__Required work__.
Restate every entry word for word.

__Task input__.
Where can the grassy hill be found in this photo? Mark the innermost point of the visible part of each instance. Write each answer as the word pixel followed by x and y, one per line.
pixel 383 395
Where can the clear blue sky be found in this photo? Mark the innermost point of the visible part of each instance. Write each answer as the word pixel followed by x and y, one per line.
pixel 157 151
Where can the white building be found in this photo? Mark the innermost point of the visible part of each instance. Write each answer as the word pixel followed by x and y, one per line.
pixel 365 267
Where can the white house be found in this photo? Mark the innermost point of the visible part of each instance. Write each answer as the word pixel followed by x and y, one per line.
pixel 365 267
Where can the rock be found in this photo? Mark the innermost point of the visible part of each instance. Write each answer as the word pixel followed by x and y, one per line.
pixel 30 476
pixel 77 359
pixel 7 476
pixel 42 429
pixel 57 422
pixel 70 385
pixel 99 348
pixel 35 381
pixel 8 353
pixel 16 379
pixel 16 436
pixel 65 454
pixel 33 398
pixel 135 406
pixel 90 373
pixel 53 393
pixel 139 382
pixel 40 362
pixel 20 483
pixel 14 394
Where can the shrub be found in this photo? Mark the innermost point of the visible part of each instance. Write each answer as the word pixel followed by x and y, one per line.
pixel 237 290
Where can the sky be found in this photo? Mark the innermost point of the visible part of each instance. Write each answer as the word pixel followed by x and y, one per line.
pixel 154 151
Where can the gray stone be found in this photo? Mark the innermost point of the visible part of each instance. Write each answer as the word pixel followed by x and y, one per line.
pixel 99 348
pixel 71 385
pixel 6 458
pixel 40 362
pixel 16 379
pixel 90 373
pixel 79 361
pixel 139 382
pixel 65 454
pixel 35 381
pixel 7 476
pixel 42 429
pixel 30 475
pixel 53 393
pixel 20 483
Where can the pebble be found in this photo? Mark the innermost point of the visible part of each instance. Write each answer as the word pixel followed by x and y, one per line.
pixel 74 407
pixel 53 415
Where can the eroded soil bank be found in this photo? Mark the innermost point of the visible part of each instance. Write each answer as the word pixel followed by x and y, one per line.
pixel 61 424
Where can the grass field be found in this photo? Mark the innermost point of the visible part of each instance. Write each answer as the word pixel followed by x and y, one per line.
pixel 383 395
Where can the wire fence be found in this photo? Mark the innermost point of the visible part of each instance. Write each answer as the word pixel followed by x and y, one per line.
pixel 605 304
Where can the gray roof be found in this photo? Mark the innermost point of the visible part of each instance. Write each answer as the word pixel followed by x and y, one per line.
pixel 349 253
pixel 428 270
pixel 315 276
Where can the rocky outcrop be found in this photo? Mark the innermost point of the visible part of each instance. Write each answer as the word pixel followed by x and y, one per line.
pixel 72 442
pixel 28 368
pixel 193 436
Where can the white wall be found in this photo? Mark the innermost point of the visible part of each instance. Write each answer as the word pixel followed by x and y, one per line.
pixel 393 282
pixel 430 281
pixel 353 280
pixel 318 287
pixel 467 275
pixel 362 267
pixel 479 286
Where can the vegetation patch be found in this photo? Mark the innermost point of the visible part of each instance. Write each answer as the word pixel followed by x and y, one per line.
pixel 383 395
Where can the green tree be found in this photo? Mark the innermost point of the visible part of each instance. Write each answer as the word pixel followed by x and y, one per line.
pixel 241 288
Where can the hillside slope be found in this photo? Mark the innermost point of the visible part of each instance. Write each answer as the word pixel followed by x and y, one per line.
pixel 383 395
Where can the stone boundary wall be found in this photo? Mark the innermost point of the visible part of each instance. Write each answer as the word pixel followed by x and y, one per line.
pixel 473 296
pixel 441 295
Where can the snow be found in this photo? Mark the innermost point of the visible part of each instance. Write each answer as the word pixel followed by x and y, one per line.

__Exercise output__.
Where can the grassy hill be found in this photo? Mark the innermost point of the visible part of each instance. Write each answer as the word pixel followed by x and y, one per line.
pixel 383 395
Where can the clear blue sky be found in this photo? Mark the innermost point of the visible part of each instance. Write each answer as the word pixel followed by x and y, one per line.
pixel 157 151
Where can the white building be found in this photo? Mark the innermost point of the visible part of each instance. Write each answer as the word pixel followed by x and y, one per line.
pixel 365 267
Where can the white house be found in this photo? Mark the innermost point of the visible part of each instance. Write each answer as the word pixel followed by x and y, one per line.
pixel 365 267
Where can the rock be found in this photo? Mark the innermost point of the visible part of each instance. Write each answer as the word pixel followed by x and y, one per line.
pixel 30 476
pixel 77 359
pixel 7 476
pixel 42 429
pixel 57 422
pixel 70 385
pixel 99 348
pixel 35 381
pixel 8 353
pixel 16 379
pixel 16 436
pixel 65 454
pixel 33 398
pixel 135 406
pixel 90 373
pixel 53 393
pixel 139 382
pixel 40 362
pixel 20 483
pixel 14 394
Where can the shrub be found in this photo? Mark the innermost point of the visible part of each instance. Write each answer as the word pixel followed by x and y, one per line.
pixel 237 290
Where can the sky be found in this photo? Mark the innermost point of the visible part of each instance. Write each answer as the word pixel followed by x and y, one per line.
pixel 154 151
Where can the gray stone be found in this photo? Mark the innermost point of the visible part of each instance. Write each answer as the word pixel followed by x and y, one per line.
pixel 99 348
pixel 71 385
pixel 6 458
pixel 40 362
pixel 16 379
pixel 90 373
pixel 79 361
pixel 139 382
pixel 65 454
pixel 35 381
pixel 7 476
pixel 42 429
pixel 30 475
pixel 53 393
pixel 20 483
Where can the pebble be found in this photo? Mark the innermost point of the visible part of each instance. Write each answer as the word pixel followed by x and y, one per line.
pixel 74 407
pixel 53 415
Where can the eroded soil bank be found in this photo? Mark the innermost point of the visible part of each instance. Write each answer as the word pixel followed by x and y, one per line.
pixel 61 424
Where can the grass field be found in this photo? Mark the innermost point of the visible part of each instance. Write each answer as the word pixel followed by x and y, one per line.
pixel 383 395
Where can the wire fence be found in this photo? Mark the innermost point of the visible part of each instance. Write each answer as the word pixel followed by x and y, one per line.
pixel 605 304
Where can the gray roof be found in this photo? Mark the innermost point of the visible part of each instance. Write each answer as the word pixel followed by x and y, one per line.
pixel 349 253
pixel 428 270
pixel 315 276
Where can the rocky outcrop be found in this photo? Mark the innermost point of the visible part of each instance. Write each answer as the word pixel followed by x and y, one per line.
pixel 72 442
pixel 28 368
pixel 193 436
Where can the white wall be found in this photo? Mark the innermost point of the visible part of each instance. Write each answer as the word pixel followed by x and y, one per line.
pixel 393 282
pixel 430 281
pixel 353 280
pixel 318 287
pixel 467 275
pixel 362 267
pixel 479 286
Where can the vegetation patch be found in this photo? Mark the innermost point of the visible part of each instance. Write each answer as the word pixel followed by x and y, one per line.
pixel 383 395
Where can the green tree be found in this photo? Mark the innermost point of the visible part of each instance. Write each answer as the word pixel followed by x and y, one per line.
pixel 241 288
Where can the hillside slope be found in this photo? Mark the innermost point of the visible part of each instance. Write each answer as the word pixel followed by x and y, one per line.
pixel 383 395
Where can the stone boundary wall be found in this photo? Mark the innermost point of the visible part of each instance. Write each answer as the word pixel followed by x and y, one per line.
pixel 473 296
pixel 441 295
Where can the snow be found in this photo? Mark the innermost point of the visible part of each instance. Write each answer as the word pixel followed by x and y, one per line.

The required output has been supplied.